- Problemi ed esercizi:
• A. Rispondi alle domande seguenti in base al brano sulla poesia.
(i) Quale vino viene nominato nella domanda rivolta al Bevitore?
(ii) Che cosa ci si deve ricordare di portare, secondo la nota introdotta da "NB"?
(iii) A chi viene attribuita la frase secondo cui la poesia "rompe lo schermo della rappresentazione"?
• B. Estrai dal brano sulla poesia, senza cambiare nulla, la parte che si apre con le parole contenenti "Oh Francesca, cara, quale" e si chiude con "di verde, sempre.".

- Brano:

=-=-=-=-=

Io non conosco la metrica, non conosco come si costruisce una poesia, non conosco nessuno qua dentro fatto salvo una persona. Io non posso dire di Francesca “poetessa intoccabile” però sono contento se nelle poesie che scrive ci trovo anche un po’ di cose mie ed è per questo che mi piacciono le cose che dice.
io non sono letterato né mi intendo di queste cose e di queste storie e non mi importa molto se questo si vede.
e ciao.
caro Bevitore,
a quando un Sangiovese Superiore?
:-)
Oh Francesca, cara, quale onore……..per me va bene sempre, qualsiasi ora, di giorno e di notte, anche metà pomeriggio all’ombra di un gazebo ma in mezzo a un po’ di verde, sempre.
Ma anche, che ne so, sotto un pioppo, sopra un salice, dentro ad una cava sequoia gigante……….basta che te stai lì a declamare (declamare?????) uno qualsiasi dei tuoi versi.
NB: ricordarsi di portare l’autan.
ecincin
:D
“La poesia deve essere qualcosa, almeno per me, che ci sorprende, che rompe lo schermo della rappresentazione e del mondo di tutti i giorni, non per rifugiarsi in un iperuranio – qualcosa che supera i fenomeni salvandoli”. Andrea Ponso dice, fra l’altro questo: e come non dargli ragione. Ma, sarà forse lecito domandare, può la poesia far questo? Facoltà siffatte sono concesse alla parola, scritta o detta, in questa terra dei viventi?
E’ una domanda, all’ombra di alcune croci (cit., ovvia ma cit.)

=-=-=-=-=

- Voci fornite:
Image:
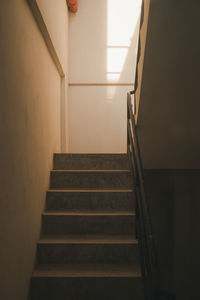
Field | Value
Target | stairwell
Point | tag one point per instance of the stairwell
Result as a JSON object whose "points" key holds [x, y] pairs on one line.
{"points": [[88, 247]]}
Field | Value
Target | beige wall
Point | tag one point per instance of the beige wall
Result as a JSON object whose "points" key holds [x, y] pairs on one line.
{"points": [[168, 120], [103, 39], [30, 94], [55, 15]]}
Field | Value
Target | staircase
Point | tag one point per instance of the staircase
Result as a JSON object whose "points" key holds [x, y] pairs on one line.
{"points": [[88, 249]]}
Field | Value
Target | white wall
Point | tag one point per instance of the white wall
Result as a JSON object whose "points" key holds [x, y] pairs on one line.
{"points": [[103, 39]]}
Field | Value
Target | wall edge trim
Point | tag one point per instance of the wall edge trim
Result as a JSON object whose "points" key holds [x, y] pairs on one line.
{"points": [[45, 34]]}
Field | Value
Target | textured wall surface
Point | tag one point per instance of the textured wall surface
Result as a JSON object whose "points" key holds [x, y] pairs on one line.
{"points": [[173, 197], [30, 89], [168, 120]]}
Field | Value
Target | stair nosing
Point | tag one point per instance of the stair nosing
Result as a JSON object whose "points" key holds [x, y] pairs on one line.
{"points": [[87, 213], [131, 272], [88, 240], [90, 171], [91, 190]]}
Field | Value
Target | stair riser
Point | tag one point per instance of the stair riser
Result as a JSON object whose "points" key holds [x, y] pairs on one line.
{"points": [[88, 224], [90, 162], [121, 201], [93, 253], [91, 180], [86, 289]]}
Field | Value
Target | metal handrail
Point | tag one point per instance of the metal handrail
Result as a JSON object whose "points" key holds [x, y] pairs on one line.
{"points": [[150, 269], [144, 228]]}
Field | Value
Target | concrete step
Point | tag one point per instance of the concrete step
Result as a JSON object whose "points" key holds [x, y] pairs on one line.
{"points": [[95, 200], [65, 223], [81, 282], [63, 161], [98, 179], [88, 249]]}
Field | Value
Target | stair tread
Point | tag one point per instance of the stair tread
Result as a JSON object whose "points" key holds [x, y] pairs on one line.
{"points": [[82, 270], [88, 213], [90, 171], [90, 190], [87, 239]]}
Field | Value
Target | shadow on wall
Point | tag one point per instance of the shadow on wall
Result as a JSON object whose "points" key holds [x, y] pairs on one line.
{"points": [[174, 204]]}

=-=-=-=-=

- Soluzioni dell'esercizio:
• A.
(i) Un Sangiovese Superiore.
(ii) L'autan.
(iii) Ad Andrea Ponso.

• B.
Oh Francesca, cara, quale onore……..per me va bene sempre, qualsiasi ora, di giorno e di notte, anche metà pomeriggio all’ombra di un gazebo ma in mezzo a un po’ di verde, sempre.